**Source excerpt:**
--- START ---

Allocation of Multiple Processors to Lazy Boolean Function Trees - Justification of the Magic Number 2/3.
YCS 174, Department of Computer Science, University of York.
http://www.hcibook.com/alan/papers/two-thirds-92/


Abstract

In simulations of lazy evaluation of boolean formulae, Dunne, Gittings and Leng found that parallel evaluation by two processors achieved a speed-up of 2/3 compared to single processor evaluation. The reason that this factor was only 2/3 rather than a half was because the function nodes used for the simulation were all 'and' type functions, and hence sometimes the evaluation by the second processor proved unnecessary. This paper is intended to provide a justification for this 'magic number' of 2/3, by proving that it is exactly the speed-up obtained for pure balanced trees. A similar speed-up figure result is obtained for non-binary balanced trees and an equivalent speed-up figure for multiple processors is also given. Unbalanced trees have worse behaviour and by way of example the speed-up figure for an AVL tree is given (0.6952). Finally, numerical solutions are given for the case of arbitrary random binary trees. Since this report was first written Dunne et al. have proved analytically that the 2/3 figure does indeed hold for random trees generated by a reasonable distribution.

Keywords: parallel evaluation, VLSI simulation, VLSI design.

--- END ---

What speed-up figure does the abstract give for an AVL tree? Rely only on the abstract itself.

**Records supplied:**
--- START ---

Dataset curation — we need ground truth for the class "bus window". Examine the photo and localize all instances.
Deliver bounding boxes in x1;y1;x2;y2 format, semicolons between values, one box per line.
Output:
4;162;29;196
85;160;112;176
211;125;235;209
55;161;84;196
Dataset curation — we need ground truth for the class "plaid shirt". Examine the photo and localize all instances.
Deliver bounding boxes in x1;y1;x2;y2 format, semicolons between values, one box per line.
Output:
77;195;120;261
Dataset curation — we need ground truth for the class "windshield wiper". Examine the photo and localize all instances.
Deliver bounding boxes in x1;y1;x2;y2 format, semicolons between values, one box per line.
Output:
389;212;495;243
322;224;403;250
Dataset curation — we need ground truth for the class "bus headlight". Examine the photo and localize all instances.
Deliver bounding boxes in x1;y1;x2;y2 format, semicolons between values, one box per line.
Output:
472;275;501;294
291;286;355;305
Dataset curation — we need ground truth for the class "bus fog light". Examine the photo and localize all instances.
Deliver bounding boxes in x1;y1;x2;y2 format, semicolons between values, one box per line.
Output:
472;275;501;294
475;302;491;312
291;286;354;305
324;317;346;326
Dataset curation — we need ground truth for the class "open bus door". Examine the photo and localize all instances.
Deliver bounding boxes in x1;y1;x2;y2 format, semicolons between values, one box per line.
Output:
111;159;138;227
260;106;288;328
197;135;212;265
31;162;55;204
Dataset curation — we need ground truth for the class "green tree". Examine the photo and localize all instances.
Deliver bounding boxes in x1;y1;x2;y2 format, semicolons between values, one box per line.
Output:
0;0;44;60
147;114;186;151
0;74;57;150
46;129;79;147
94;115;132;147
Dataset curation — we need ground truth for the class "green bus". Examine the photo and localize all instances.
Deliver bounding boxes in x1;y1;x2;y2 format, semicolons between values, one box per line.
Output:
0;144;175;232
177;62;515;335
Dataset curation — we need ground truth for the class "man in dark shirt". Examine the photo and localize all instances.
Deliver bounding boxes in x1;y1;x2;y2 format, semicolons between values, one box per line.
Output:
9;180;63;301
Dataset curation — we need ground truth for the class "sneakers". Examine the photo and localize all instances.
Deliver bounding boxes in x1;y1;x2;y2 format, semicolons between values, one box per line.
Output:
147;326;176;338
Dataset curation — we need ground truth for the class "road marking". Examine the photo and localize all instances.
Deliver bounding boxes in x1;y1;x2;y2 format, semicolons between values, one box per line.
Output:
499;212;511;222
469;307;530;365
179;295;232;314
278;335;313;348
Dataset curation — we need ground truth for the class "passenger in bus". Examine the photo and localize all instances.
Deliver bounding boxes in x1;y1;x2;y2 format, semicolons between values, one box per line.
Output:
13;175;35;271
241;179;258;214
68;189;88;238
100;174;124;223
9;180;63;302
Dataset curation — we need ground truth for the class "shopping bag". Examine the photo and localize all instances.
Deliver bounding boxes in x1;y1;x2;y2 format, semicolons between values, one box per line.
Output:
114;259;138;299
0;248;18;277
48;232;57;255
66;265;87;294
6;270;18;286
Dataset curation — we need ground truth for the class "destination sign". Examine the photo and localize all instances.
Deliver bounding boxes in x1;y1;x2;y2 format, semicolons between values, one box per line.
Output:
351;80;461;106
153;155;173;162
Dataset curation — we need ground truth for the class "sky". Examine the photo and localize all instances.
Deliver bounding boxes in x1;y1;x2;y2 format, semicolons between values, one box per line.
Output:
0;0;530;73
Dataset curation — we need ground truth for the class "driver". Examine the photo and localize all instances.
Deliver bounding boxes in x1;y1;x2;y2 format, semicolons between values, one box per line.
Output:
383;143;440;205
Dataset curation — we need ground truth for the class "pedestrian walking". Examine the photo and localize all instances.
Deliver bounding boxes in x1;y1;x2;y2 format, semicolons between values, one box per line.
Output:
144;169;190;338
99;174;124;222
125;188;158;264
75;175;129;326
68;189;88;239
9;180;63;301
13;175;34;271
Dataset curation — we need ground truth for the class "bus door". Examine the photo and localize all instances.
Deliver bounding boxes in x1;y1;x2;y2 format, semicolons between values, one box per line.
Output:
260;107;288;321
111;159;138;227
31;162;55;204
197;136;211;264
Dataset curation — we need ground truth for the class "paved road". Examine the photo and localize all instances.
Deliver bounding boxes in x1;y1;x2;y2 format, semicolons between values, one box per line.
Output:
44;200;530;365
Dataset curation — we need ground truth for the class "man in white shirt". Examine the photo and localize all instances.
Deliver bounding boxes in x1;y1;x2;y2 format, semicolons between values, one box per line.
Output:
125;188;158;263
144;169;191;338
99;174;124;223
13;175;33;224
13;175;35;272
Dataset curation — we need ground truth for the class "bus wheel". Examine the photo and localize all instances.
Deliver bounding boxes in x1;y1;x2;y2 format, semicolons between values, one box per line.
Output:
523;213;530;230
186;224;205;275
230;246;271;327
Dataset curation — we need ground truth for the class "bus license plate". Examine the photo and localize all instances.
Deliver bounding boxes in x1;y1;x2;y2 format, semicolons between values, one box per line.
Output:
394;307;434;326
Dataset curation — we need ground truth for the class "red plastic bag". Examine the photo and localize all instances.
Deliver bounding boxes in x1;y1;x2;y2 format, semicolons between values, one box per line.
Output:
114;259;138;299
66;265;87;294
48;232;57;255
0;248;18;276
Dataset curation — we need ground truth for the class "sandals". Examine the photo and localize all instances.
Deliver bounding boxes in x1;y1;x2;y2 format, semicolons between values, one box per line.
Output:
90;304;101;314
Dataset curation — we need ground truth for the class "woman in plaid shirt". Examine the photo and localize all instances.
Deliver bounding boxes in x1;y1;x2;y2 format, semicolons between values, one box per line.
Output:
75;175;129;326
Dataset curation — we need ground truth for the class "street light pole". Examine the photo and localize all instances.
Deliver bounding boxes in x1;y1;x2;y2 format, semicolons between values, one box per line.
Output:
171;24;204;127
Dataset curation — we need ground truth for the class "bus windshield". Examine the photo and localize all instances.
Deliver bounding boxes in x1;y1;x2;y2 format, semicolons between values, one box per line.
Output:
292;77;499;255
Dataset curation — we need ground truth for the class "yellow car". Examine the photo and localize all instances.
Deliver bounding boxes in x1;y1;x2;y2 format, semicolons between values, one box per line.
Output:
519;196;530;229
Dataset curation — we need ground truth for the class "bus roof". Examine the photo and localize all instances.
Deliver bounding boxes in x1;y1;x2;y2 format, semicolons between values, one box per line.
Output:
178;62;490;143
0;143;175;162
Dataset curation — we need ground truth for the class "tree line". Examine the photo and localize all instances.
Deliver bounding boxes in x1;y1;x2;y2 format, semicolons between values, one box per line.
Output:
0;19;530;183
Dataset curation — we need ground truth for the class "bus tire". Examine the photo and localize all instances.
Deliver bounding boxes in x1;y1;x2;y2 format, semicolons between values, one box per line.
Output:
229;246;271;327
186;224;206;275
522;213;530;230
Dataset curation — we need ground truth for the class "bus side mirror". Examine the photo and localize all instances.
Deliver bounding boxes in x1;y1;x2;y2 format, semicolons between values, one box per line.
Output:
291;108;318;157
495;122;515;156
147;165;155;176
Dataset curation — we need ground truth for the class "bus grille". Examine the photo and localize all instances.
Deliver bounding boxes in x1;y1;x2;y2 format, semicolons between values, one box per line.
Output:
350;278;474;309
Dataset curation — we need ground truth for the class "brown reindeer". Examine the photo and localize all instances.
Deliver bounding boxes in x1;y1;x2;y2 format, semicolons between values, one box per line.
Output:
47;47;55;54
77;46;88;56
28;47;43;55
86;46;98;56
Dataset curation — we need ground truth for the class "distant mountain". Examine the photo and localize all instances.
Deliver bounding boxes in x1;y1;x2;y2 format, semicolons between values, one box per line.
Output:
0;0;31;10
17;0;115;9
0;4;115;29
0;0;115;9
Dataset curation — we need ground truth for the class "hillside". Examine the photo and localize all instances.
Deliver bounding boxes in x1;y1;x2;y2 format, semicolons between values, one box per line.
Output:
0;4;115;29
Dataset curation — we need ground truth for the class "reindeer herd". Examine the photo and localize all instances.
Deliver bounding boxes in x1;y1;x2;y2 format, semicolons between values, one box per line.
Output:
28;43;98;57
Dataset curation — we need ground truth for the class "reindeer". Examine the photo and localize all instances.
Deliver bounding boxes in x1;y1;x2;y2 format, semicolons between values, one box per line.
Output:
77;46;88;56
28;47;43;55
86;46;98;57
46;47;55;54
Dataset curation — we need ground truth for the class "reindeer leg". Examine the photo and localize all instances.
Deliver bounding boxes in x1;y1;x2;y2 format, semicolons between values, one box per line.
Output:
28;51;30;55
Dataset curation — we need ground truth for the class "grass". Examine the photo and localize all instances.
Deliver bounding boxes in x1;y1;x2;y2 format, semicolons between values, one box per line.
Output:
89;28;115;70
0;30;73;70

--- END ---

**Response for this exercise:** 0.6952